» Passage to read
════════════════════
Cluster Information Collection via MPI - Implementation Plan

Overview

This plan outlines the implementation of MPI-based cluster information collection for the MLPerf Storage benchmark. The feature will collect system information (/proc/meminfo, /proc/cpuinfo, /proc/diskstats, and other relevant data) from all hosts in a distributed cluster using MPI, making it available for rules checking before and after benchmark execution.

Current State Analysis

Existing Infrastructure

MPI Support: generate_mpi_prefix_cmd() in utils.py generates MPI command prefixes
Data Classes: HostMemoryInfo, HostCPUInfo, HostInfo, ClusterInformation exist in rules.py
Parsing Support: HostMemoryInfo.from_proc_meminfo_dict() already handles /proc/meminfo format
Metadata Storage: Benchmark.write_metadata() serializes to JSON using MLPSJsonEncoder

Current Limitations

DLIOBenchmark.accumulate_host_info() uses only CLI arg client_host_memory_in_gb (single value for all hosts)
No actual collection of real system information from hosts
No disk statistics collection
No validation that all nodes have consistent configurations

Implementation Plan

Phase 1: Create MPI Cluster Collector Module

New File: mlpstorage/cluster_collector.py

This module will handle all MPI-based data collection.

1.1 Data Classes for Additional System Info

@dataclass
class HostDiskInfo:
    """Disk statistics for a host from /proc/diskstats"""
    device_name: str
    reads_completed: int
    reads_merged: int
    sectors_read: int
    time_reading_ms: int
    writes_completed: int
    writes_merged: int
    sectors_written: int
    time_writing_ms: int
    ios_in_progress: int
    time_doing_ios_ms: int
    weighted_time_doing_ios_ms: int
    # Optional newer fields (kernel 4.18+)
    discards_completed: Optional[int] = None
    discards_merged: Optional[int] = None
    sectors_discarded: Optional[int] = None
    time_discarding_ms: Optional[int] = None
    flush_requests_completed: Optional[int] = None
    time_flushing_ms: Optional[int] = None

@dataclass
class HostNetworkInfo:
    """Network interface statistics from /proc/net/dev"""
    interface_name: str
    rx_bytes: int
    rx_packets: int
    rx_errors: int
    tx_bytes: int
    tx_packets: int
    tx_errors: int

@dataclass
class HostSystemInfo:
    """Extended system information for a host"""
════════════════════
» Extracted data
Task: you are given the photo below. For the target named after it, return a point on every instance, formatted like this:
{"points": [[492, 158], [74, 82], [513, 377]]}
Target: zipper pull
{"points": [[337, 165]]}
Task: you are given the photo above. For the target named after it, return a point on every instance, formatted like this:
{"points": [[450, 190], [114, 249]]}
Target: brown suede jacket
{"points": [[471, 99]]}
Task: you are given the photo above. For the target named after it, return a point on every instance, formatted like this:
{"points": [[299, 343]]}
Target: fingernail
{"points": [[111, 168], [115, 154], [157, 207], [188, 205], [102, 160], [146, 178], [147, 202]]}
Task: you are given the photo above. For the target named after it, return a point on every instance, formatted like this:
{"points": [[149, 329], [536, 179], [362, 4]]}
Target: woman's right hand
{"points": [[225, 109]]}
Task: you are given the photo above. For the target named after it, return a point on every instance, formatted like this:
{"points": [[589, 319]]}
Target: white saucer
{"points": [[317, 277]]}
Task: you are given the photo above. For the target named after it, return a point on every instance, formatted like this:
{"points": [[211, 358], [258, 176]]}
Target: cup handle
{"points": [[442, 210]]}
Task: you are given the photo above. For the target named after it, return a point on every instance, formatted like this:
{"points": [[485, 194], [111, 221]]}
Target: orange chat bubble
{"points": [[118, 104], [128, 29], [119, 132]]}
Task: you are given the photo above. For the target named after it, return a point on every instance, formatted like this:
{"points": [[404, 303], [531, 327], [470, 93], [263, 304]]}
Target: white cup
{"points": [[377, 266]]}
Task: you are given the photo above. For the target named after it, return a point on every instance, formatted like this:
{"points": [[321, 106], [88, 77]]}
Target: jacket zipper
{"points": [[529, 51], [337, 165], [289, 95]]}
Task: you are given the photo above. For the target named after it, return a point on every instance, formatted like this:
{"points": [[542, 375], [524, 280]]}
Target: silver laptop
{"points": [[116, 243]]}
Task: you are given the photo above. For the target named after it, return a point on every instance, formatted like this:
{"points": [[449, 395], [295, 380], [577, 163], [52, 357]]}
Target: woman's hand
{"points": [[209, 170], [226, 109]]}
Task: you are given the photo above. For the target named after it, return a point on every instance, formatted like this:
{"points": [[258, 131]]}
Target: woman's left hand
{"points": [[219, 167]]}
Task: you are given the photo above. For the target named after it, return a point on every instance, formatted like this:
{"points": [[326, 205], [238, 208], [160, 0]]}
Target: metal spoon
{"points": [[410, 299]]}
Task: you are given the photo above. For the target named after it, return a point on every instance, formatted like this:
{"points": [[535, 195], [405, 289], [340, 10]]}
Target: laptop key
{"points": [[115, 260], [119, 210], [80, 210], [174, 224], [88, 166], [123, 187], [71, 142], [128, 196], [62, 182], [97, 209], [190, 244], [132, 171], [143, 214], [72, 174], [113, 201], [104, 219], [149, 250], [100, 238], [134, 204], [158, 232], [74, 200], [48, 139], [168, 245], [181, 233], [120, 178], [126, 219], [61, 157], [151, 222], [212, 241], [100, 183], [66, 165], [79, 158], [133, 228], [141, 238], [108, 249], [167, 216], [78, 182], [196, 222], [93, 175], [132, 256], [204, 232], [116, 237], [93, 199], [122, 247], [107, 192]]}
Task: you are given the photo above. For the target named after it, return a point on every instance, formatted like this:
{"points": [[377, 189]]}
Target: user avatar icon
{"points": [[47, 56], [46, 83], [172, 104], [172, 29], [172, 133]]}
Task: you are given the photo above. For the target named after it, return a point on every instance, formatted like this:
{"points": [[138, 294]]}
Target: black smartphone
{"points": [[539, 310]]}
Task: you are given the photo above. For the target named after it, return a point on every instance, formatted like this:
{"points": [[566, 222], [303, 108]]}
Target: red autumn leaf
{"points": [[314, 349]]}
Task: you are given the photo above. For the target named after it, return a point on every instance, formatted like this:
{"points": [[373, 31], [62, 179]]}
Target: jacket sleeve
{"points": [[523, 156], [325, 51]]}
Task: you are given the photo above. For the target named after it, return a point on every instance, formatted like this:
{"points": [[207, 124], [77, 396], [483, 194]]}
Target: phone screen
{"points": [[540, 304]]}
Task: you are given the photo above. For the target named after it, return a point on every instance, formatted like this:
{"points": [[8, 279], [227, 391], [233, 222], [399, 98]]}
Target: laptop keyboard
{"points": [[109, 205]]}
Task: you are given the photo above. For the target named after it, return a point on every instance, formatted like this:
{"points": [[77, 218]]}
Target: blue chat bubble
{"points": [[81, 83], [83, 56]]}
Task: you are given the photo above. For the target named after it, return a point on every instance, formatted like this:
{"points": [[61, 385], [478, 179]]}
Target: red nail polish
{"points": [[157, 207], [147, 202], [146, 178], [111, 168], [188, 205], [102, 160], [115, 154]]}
════════════════════
» Exercise instructions
Which lines of the MPI cluster information plan run from "device_name: str" through "fields (kernel 4.18+)"? Copy that stretch word for word.

» The answer
device_name: str
    reads_completed: int
    reads_merged: int
    sectors_read: int
    time_reading_ms: int
    writes_completed: int
    writes_merged: int
    sectors_written: int
    time_writing_ms: int
    ios_in_progress: int
    time_doing_ios_ms: int
    weighted_time_doing_ios_ms: int
    # Optional newer fields (kernel 4.18+)